• **WHAT YOU ARE ASKED TO DO**:
Give back the entries exactly, ending with the "negative clicks: (261, 318)" line.
* * * * * * *
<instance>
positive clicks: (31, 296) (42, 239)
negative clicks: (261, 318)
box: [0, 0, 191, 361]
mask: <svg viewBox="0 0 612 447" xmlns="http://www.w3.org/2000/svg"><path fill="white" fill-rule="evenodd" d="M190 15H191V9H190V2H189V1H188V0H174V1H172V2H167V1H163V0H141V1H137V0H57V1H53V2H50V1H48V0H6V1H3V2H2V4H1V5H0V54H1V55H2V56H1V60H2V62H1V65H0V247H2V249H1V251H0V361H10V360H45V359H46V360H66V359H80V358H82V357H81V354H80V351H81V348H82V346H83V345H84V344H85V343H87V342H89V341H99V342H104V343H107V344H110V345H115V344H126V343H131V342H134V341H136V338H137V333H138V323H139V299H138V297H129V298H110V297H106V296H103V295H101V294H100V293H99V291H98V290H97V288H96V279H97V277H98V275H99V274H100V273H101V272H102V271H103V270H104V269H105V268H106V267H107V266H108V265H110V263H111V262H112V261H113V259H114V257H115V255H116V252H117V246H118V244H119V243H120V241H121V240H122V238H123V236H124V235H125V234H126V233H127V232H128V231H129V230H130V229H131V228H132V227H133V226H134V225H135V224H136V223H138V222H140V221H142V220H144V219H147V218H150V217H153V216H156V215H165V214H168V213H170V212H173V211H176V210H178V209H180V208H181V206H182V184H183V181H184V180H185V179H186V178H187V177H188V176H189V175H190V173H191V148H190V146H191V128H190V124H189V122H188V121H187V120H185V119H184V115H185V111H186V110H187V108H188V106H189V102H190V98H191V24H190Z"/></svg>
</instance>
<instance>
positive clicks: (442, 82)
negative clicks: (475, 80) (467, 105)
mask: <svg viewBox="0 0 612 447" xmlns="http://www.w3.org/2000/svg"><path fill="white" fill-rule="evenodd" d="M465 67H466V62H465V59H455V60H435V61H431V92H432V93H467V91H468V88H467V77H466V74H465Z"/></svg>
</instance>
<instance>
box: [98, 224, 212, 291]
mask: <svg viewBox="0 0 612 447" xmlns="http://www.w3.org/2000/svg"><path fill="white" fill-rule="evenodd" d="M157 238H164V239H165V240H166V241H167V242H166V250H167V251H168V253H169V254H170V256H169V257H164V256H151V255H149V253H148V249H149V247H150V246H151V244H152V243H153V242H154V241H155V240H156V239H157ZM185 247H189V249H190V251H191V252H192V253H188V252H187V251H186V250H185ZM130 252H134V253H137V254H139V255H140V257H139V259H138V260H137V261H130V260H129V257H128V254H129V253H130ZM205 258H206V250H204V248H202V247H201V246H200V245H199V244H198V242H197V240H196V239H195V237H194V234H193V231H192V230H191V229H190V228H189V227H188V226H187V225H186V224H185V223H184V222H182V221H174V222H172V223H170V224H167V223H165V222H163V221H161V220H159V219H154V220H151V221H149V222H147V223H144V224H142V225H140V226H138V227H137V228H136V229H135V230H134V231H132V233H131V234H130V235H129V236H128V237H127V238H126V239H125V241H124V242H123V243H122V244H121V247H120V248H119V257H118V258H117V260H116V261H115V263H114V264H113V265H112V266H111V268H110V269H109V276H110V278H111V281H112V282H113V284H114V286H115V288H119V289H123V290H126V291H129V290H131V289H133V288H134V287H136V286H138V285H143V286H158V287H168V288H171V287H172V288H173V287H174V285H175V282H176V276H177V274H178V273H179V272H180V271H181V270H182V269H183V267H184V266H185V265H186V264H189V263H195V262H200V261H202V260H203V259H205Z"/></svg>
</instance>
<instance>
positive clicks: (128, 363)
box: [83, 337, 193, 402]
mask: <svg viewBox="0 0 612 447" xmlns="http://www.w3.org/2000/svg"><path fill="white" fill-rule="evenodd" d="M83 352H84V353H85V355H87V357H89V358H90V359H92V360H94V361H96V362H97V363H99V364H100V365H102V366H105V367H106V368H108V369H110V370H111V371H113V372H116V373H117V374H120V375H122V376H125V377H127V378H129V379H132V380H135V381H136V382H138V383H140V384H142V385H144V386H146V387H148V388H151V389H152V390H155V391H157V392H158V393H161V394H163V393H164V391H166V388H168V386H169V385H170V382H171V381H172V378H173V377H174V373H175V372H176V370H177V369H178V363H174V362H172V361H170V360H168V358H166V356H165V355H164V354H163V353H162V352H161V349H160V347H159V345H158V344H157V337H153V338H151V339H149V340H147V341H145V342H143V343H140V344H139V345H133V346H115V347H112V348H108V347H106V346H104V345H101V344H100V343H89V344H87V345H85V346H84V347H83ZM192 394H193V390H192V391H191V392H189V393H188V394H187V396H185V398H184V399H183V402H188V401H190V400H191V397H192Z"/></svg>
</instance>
* * * * * * *
• **RESULT**:
<instance>
positive clicks: (31, 296) (42, 239)
negative clicks: (261, 318)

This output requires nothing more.